— start of Exercise inputs —

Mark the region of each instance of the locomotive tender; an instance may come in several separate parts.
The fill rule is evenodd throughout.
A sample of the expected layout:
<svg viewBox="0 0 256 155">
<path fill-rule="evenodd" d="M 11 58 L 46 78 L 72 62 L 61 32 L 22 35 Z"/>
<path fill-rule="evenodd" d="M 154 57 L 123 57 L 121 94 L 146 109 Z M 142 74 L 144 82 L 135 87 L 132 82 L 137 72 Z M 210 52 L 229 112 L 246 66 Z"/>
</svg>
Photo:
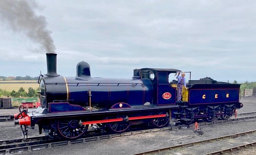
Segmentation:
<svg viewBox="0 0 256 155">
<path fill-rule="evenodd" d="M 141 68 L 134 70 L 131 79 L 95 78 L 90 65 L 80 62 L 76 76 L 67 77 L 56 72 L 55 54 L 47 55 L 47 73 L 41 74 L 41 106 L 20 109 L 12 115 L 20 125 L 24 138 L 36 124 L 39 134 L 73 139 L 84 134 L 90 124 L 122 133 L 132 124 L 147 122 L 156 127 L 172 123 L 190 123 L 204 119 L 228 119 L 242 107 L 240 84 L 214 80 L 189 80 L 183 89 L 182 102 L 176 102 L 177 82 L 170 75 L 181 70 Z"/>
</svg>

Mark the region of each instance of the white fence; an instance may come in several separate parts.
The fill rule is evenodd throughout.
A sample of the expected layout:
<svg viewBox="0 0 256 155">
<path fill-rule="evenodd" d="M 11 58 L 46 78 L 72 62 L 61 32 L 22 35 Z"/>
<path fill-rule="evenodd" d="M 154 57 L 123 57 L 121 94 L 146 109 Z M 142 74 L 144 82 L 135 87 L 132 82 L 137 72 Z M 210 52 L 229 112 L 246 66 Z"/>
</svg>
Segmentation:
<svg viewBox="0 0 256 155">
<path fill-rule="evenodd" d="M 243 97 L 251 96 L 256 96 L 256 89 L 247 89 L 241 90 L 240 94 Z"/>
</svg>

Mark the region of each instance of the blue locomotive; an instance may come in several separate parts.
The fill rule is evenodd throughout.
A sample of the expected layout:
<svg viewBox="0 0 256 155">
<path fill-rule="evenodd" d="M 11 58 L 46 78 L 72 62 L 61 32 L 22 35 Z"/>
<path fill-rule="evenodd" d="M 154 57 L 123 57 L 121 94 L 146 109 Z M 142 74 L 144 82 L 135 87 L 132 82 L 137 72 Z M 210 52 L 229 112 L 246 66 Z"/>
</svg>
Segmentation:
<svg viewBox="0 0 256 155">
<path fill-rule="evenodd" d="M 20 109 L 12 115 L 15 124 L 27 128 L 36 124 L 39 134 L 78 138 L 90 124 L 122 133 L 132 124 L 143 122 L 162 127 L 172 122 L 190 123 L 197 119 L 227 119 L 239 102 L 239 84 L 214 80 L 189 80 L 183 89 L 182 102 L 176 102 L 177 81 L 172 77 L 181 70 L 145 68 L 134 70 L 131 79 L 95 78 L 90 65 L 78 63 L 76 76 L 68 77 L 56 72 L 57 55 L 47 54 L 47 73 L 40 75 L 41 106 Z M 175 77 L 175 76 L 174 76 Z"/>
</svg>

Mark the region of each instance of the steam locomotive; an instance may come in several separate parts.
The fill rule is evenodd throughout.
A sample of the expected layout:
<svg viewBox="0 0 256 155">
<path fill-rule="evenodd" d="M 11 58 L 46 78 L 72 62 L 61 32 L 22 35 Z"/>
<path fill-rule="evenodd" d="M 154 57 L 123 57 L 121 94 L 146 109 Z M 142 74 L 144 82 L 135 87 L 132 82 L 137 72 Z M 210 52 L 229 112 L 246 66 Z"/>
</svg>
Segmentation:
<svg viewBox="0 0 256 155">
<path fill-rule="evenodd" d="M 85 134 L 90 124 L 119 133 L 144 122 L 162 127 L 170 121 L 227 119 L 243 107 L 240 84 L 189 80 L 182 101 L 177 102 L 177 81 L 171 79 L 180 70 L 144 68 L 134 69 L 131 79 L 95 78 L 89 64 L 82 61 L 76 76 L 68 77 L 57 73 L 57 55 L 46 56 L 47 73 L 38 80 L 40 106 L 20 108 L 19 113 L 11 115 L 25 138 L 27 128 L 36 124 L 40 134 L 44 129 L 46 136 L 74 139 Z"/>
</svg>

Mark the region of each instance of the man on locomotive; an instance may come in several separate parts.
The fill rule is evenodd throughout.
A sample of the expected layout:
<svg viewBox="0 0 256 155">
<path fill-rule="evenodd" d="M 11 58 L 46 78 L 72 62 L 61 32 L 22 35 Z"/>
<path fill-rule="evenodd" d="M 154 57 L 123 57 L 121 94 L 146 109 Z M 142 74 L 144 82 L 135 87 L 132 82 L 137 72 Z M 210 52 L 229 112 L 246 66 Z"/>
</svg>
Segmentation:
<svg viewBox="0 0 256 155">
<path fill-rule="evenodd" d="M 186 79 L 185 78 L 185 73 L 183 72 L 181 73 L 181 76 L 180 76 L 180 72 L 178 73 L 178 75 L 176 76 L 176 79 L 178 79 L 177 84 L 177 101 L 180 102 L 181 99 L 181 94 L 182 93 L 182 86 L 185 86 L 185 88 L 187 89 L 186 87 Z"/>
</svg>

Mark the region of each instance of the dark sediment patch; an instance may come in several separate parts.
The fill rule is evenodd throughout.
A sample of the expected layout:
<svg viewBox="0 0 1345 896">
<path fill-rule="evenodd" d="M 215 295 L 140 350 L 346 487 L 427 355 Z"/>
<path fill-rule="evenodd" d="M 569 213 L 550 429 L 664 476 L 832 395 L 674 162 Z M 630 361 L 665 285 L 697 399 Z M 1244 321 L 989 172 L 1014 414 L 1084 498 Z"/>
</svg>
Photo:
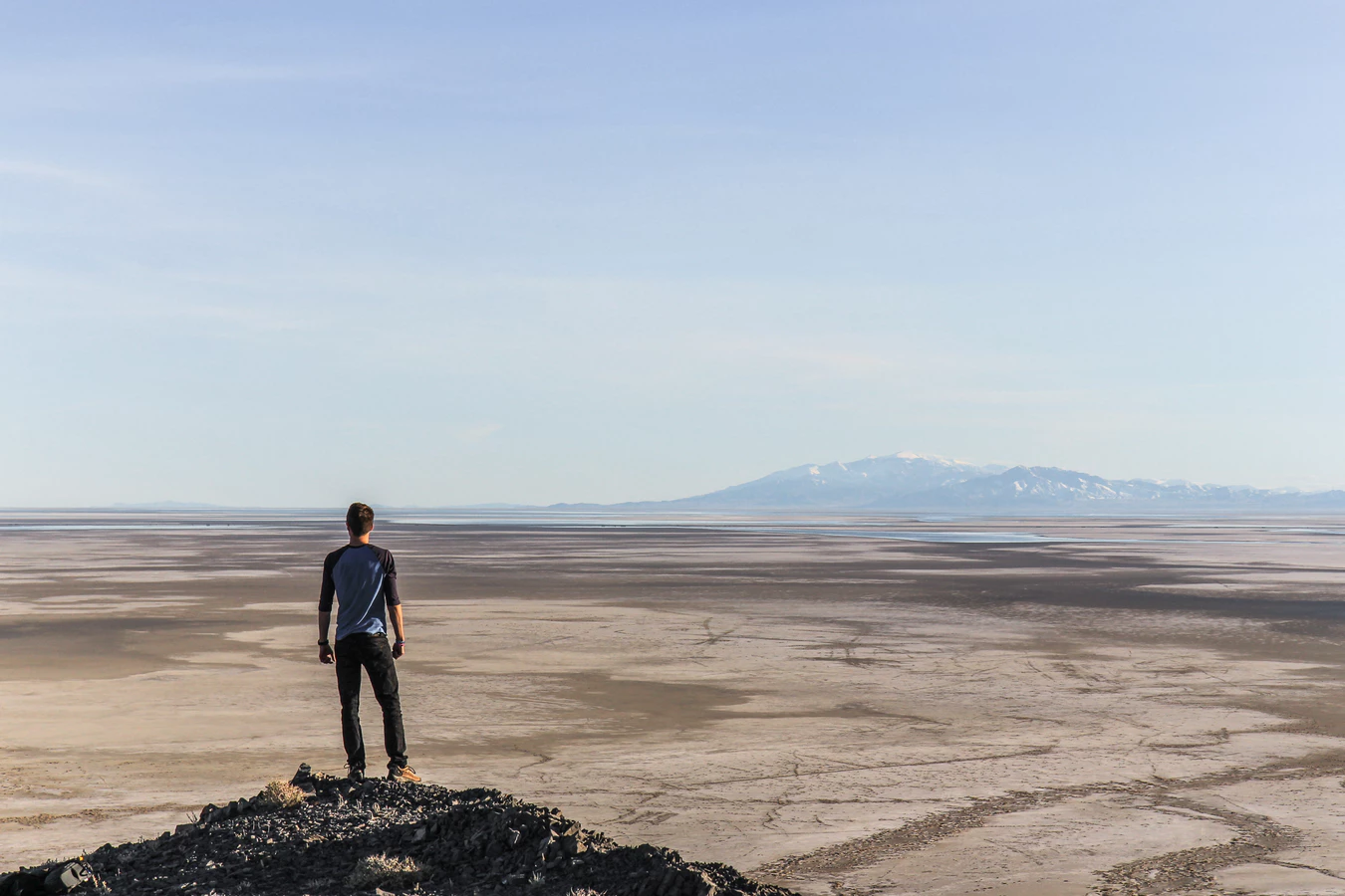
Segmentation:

— end of Exercise inputs —

Exercise aim.
Copy all of the records above word for word, without the pictures.

Exercise answer.
Mark the region of each instance of the locomotive tender; an instance may come in several separate parts.
The fill rule is evenodd throughout.
A sample of the expected layout:
<svg viewBox="0 0 256 155">
<path fill-rule="evenodd" d="M 11 58 L 46 78 L 72 62 L 61 32 L 22 35 Z"/>
<path fill-rule="evenodd" d="M 154 57 L 123 57 L 121 94 L 146 109 Z M 142 74 L 144 82 L 135 87 L 132 82 L 137 72 Z M 210 52 L 229 112 L 246 66 Z"/>
</svg>
Photo:
Segmentation:
<svg viewBox="0 0 256 155">
<path fill-rule="evenodd" d="M 141 68 L 134 70 L 131 79 L 95 78 L 90 65 L 80 62 L 76 76 L 67 77 L 56 72 L 55 54 L 47 55 L 47 73 L 41 74 L 41 106 L 20 109 L 12 115 L 20 125 L 24 138 L 36 124 L 39 134 L 73 139 L 84 134 L 90 124 L 122 133 L 132 124 L 147 122 L 156 127 L 172 123 L 190 123 L 204 119 L 228 119 L 242 107 L 240 84 L 214 80 L 189 80 L 183 89 L 182 102 L 176 102 L 177 82 L 170 75 L 181 70 Z"/>
</svg>

Mark the region of each instance of the white fence; an instance may come in several separate parts.
The fill rule is evenodd throughout.
A sample of the expected layout:
<svg viewBox="0 0 256 155">
<path fill-rule="evenodd" d="M 11 58 L 46 78 L 72 62 L 61 32 L 22 35 Z"/>
<path fill-rule="evenodd" d="M 154 57 L 123 57 L 121 94 L 146 109 Z M 142 74 L 144 82 L 135 87 L 132 82 L 137 72 Z M 210 52 L 229 112 L 246 66 Z"/>
</svg>
Segmentation:
<svg viewBox="0 0 256 155">
<path fill-rule="evenodd" d="M 243 97 L 251 96 L 256 96 L 256 89 L 247 89 L 241 90 L 240 94 Z"/>
</svg>

Mark the region of each instance of the blue locomotive; an instance may come in several separate parts.
The fill rule is evenodd throughout.
A sample of the expected layout:
<svg viewBox="0 0 256 155">
<path fill-rule="evenodd" d="M 11 58 L 46 78 L 72 62 L 61 32 L 22 35 Z"/>
<path fill-rule="evenodd" d="M 154 57 L 123 57 L 121 94 L 146 109 Z M 142 74 L 144 82 L 135 87 L 132 82 L 137 72 Z M 210 52 L 229 112 L 246 66 Z"/>
</svg>
Segmentation:
<svg viewBox="0 0 256 155">
<path fill-rule="evenodd" d="M 20 109 L 12 115 L 15 124 L 27 128 L 36 124 L 39 134 L 78 138 L 90 124 L 122 133 L 132 124 L 143 122 L 162 127 L 172 122 L 190 123 L 197 119 L 227 119 L 239 102 L 239 84 L 214 80 L 189 80 L 183 89 L 182 102 L 176 102 L 177 81 L 172 77 L 181 70 L 145 68 L 134 70 L 131 79 L 95 78 L 90 65 L 78 63 L 76 76 L 68 77 L 56 72 L 57 55 L 47 54 L 47 73 L 40 75 L 41 106 Z M 175 77 L 175 76 L 174 76 Z"/>
</svg>

Mark the region of each instance of the steam locomotive; an instance may come in several separate parts.
The fill rule is evenodd throughout.
A sample of the expected layout:
<svg viewBox="0 0 256 155">
<path fill-rule="evenodd" d="M 11 58 L 46 78 L 72 62 L 61 32 L 22 35 Z"/>
<path fill-rule="evenodd" d="M 154 57 L 123 57 L 121 94 L 146 109 Z M 142 74 L 144 82 L 135 87 L 132 82 L 137 72 Z M 210 52 L 229 112 L 246 66 Z"/>
</svg>
Segmentation:
<svg viewBox="0 0 256 155">
<path fill-rule="evenodd" d="M 85 134 L 90 124 L 119 133 L 144 122 L 162 127 L 170 121 L 227 119 L 243 107 L 240 84 L 189 80 L 182 101 L 177 102 L 177 81 L 171 79 L 180 70 L 144 68 L 134 69 L 131 79 L 95 78 L 89 64 L 82 61 L 76 76 L 68 77 L 57 73 L 57 55 L 46 56 L 47 73 L 38 80 L 40 106 L 20 108 L 19 113 L 11 115 L 25 138 L 27 128 L 36 124 L 40 134 L 44 129 L 46 136 L 74 139 Z"/>
</svg>

Mark the region of each instance of the man on locomotive; an instance may come in several separate parts.
The fill rule is evenodd throughout.
A sample of the expected layout:
<svg viewBox="0 0 256 155">
<path fill-rule="evenodd" d="M 11 58 L 46 78 L 72 62 L 61 32 L 22 35 Z"/>
<path fill-rule="evenodd" d="M 154 57 L 123 57 L 121 94 L 146 109 Z M 142 74 L 144 82 L 135 87 L 132 82 L 137 72 Z M 210 52 L 229 112 L 246 66 Z"/>
</svg>
Segmentation:
<svg viewBox="0 0 256 155">
<path fill-rule="evenodd" d="M 186 79 L 185 78 L 185 73 L 183 72 L 181 73 L 181 76 L 180 76 L 180 72 L 178 73 L 178 75 L 176 76 L 176 79 L 178 79 L 177 84 L 177 101 L 180 102 L 181 99 L 181 94 L 182 93 L 182 86 L 185 86 L 185 88 L 187 89 L 186 87 Z"/>
</svg>

Mark the region of each instance of the dark sediment patch; an instance may come in several separate parts.
The fill rule is evenodd throughout.
A sample of the expected layout:
<svg viewBox="0 0 1345 896">
<path fill-rule="evenodd" d="M 215 295 L 140 350 L 346 487 L 427 355 Z"/>
<path fill-rule="evenodd" d="M 569 213 L 550 429 L 664 476 L 832 395 L 674 162 Z M 630 361 L 665 285 L 697 399 Z M 1244 321 L 989 172 L 1014 414 L 1084 498 Z"/>
</svg>
Photo:
Segmentation:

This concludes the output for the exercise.